> [WHAT YOU HAVE TO DO] Which lines run from the line with "Indicate the laughing" through the line with "x=203, y=524" in the entries below? Print them exactly, both ends included, and nothing more.

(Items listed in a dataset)
- - -
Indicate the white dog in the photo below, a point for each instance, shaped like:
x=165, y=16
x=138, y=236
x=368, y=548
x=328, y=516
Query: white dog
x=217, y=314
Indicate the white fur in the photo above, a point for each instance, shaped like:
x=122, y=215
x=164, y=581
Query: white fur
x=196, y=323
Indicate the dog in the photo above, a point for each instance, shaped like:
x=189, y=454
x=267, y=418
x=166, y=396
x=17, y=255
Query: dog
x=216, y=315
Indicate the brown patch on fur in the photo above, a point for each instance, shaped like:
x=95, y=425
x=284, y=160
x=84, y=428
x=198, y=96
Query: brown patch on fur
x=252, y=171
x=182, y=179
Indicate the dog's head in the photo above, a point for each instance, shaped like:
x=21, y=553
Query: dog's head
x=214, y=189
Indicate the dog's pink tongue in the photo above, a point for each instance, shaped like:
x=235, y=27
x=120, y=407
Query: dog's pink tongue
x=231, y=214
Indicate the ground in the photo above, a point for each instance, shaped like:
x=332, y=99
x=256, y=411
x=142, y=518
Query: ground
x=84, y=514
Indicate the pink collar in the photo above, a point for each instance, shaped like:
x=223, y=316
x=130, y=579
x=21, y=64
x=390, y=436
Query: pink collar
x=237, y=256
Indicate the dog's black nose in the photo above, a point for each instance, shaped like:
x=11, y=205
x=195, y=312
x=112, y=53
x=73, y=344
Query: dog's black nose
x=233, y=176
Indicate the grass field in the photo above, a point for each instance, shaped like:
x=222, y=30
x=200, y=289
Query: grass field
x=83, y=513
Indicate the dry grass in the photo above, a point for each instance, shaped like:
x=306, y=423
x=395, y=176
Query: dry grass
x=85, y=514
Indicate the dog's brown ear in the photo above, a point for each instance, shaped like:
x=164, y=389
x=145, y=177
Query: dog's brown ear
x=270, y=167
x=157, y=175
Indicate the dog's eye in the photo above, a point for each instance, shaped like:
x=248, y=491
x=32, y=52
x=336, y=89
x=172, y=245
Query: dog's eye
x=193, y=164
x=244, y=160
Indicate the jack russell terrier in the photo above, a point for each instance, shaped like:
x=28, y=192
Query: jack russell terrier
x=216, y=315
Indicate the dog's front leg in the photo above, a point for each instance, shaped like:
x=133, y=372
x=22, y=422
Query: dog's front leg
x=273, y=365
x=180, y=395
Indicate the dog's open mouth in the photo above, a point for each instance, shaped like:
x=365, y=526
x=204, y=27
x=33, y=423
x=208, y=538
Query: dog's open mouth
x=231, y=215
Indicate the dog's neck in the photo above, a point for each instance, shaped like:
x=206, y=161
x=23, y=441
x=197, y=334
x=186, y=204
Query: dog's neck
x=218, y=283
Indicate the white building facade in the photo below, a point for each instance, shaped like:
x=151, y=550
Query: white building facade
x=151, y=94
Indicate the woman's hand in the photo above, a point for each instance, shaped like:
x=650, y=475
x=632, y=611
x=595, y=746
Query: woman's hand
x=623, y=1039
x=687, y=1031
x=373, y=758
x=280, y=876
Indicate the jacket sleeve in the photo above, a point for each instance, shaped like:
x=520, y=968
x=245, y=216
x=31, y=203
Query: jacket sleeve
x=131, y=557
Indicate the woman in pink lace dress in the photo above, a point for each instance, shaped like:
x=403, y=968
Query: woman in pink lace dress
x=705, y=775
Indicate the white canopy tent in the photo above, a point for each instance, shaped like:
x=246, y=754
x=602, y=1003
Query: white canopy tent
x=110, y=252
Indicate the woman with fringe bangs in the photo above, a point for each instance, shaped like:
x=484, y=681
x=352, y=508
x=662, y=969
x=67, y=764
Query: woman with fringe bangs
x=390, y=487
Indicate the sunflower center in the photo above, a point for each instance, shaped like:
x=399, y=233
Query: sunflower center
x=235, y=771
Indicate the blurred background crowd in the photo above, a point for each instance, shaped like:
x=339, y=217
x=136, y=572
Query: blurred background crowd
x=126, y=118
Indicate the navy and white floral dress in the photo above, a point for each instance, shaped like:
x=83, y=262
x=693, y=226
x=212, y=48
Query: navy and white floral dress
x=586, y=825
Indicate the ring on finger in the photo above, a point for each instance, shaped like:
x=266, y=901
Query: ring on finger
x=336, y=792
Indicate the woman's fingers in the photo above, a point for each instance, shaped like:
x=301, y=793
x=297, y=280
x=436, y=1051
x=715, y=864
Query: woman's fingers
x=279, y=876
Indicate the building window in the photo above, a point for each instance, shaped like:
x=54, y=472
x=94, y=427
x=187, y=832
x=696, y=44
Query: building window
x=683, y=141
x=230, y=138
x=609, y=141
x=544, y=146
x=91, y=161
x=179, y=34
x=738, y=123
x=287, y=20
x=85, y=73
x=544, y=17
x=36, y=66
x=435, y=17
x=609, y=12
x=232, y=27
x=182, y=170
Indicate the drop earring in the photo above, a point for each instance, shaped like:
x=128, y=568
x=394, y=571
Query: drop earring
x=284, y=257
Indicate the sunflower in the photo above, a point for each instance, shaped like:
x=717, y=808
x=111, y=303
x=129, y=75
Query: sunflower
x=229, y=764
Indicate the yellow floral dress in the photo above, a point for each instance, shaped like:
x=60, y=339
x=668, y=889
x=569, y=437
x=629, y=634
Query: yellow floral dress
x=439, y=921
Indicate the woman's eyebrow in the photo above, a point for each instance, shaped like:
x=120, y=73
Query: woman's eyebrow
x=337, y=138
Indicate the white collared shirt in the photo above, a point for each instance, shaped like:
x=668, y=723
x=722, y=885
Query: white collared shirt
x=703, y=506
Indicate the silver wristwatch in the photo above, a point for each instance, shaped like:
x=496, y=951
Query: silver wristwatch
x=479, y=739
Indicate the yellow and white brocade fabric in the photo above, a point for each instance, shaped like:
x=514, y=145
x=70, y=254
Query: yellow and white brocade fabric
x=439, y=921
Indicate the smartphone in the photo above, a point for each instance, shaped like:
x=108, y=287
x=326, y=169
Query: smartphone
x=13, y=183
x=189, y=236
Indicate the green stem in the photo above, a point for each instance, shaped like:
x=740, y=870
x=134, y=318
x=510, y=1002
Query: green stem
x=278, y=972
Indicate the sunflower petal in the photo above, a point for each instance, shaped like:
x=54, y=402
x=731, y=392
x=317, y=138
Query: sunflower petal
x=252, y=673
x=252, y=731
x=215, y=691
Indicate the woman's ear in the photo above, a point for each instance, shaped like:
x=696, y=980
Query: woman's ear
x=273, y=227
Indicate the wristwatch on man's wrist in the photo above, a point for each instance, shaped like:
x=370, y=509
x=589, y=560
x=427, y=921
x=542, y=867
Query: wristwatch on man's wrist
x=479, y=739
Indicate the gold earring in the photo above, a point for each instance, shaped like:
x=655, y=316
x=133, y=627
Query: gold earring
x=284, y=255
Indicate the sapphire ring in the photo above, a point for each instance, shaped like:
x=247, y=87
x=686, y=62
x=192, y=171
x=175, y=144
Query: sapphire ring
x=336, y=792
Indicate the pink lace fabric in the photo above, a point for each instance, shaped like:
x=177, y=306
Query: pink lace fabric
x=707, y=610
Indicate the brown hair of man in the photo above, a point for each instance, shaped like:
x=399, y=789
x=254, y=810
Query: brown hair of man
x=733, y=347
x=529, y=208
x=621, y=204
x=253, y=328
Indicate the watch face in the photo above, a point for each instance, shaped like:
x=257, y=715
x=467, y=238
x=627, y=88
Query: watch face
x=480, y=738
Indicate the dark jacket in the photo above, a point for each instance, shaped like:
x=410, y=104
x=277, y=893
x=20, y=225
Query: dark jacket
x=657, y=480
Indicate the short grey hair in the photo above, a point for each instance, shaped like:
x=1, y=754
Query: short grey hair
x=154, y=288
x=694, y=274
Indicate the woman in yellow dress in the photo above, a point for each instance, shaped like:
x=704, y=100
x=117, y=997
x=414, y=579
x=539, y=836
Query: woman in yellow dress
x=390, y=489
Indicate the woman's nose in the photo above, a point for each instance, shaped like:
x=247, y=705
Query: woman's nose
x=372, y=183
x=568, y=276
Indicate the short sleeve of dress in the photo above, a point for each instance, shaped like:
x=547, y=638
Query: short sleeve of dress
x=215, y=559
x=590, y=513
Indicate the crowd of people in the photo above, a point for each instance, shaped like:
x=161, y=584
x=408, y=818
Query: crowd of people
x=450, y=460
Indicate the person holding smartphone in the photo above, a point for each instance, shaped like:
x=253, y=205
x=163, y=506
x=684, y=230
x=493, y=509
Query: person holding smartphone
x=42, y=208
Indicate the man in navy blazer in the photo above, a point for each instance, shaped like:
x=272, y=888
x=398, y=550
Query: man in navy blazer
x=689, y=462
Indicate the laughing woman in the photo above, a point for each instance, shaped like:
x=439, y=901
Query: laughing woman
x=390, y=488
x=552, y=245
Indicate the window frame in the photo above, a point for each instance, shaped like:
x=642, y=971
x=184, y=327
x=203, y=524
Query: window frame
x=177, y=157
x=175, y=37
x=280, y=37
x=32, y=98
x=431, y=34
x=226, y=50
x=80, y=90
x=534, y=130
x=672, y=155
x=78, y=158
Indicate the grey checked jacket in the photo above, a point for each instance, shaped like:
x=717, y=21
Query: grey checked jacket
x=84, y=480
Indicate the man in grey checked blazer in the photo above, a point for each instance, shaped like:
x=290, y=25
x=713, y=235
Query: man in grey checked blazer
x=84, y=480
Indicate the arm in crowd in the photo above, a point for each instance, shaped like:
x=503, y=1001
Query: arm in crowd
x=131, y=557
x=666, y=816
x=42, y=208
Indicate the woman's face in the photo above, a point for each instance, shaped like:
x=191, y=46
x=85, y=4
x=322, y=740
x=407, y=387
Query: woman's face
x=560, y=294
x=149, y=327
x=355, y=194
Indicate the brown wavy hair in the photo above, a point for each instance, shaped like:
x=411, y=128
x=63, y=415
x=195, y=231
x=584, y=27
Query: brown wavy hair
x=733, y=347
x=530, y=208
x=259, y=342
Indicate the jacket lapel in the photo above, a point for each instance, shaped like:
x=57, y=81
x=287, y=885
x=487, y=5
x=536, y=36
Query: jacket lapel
- - -
> [SOLUTION TO THE PROBLEM]
Indicate the laughing woman in the photo above, a point for each instance, shaped like:
x=439, y=901
Query: laughing woman
x=390, y=488
x=552, y=245
Indicate the window frame in the photo above, a point for each instance, shaped like:
x=642, y=971
x=184, y=327
x=203, y=524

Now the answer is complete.